● **Requirement**: Type out all the records again exactly.

----- Task material -----

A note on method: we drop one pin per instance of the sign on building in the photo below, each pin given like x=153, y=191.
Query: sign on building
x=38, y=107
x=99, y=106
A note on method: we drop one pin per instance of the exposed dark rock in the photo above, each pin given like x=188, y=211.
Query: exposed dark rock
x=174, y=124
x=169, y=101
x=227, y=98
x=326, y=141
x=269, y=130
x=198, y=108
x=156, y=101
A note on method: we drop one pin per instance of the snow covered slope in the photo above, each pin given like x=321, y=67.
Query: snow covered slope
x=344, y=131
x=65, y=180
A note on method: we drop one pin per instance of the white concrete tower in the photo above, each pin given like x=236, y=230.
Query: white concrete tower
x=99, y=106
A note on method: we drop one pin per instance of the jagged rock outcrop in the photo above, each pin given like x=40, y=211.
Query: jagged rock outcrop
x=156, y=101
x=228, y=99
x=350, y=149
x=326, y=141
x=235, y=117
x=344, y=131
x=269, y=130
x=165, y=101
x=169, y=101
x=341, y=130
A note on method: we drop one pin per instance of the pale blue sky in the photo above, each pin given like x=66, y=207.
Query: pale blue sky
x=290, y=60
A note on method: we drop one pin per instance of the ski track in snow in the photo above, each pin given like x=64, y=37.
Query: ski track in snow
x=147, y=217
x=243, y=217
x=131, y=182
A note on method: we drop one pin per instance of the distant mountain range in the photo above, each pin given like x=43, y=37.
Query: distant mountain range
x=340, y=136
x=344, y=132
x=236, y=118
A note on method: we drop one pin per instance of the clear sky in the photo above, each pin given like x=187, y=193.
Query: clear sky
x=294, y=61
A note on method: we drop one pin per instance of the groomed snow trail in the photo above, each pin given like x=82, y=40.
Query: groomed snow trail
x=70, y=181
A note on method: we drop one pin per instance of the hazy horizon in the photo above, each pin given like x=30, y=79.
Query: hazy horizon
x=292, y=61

-----

● **The completed task**:
A note on method: we drop one pin per instance of the sign on building in the photo below, each pin given like x=153, y=191.
Query: sign on building
x=38, y=107
x=99, y=106
A note on method: we drop one pin per instance of the exposed dark rock in the photo above, each pin given like x=188, y=211.
Query: exposed dark rock
x=174, y=124
x=169, y=101
x=227, y=98
x=326, y=141
x=269, y=130
x=198, y=108
x=156, y=101
A note on method: we drop one pin per instance of the snow covered slope in the photo above, each pin given like x=321, y=67.
Query: snow covered slope
x=344, y=131
x=65, y=180
A note on method: we drop one pin per instance of the white concrete tower in the photo above, each pin given like x=236, y=230.
Query: white concrete tower
x=99, y=106
A note on method: we drop one pin per instance of the jagged rock outcrop in the photo above, each pin given like x=40, y=211.
Query: jagged rock outcrop
x=156, y=101
x=228, y=99
x=350, y=149
x=326, y=141
x=235, y=117
x=344, y=131
x=269, y=130
x=165, y=101
x=169, y=101
x=341, y=130
A note on method: we drop one pin per instance of the pale blue sky in the photo above, each pin given like x=66, y=207.
Query: pale blue sky
x=290, y=60
A note on method: we drop one pin per instance of the ski track in snow in the photo above, each pin given like x=64, y=37.
Query: ski track in snow
x=147, y=217
x=243, y=217
x=131, y=182
A note on method: we drop one pin per instance of the distant mountain range in the photo above, each pin given like x=43, y=37.
Query: distant mountain range
x=340, y=136
x=344, y=132
x=236, y=118
A note on method: we drop one pin per instance of the clear sky in the photo above, each pin given like x=187, y=193.
Query: clear sky
x=294, y=61
A note on method: we drop one pin per instance of the groomed snow trail in the photo above, each pin given like x=82, y=40.
Query: groomed snow trail
x=70, y=181
A note on method: we drop one pin per instance of the hazy horizon in the photo above, each pin given like x=30, y=79.
Query: hazy horizon
x=292, y=61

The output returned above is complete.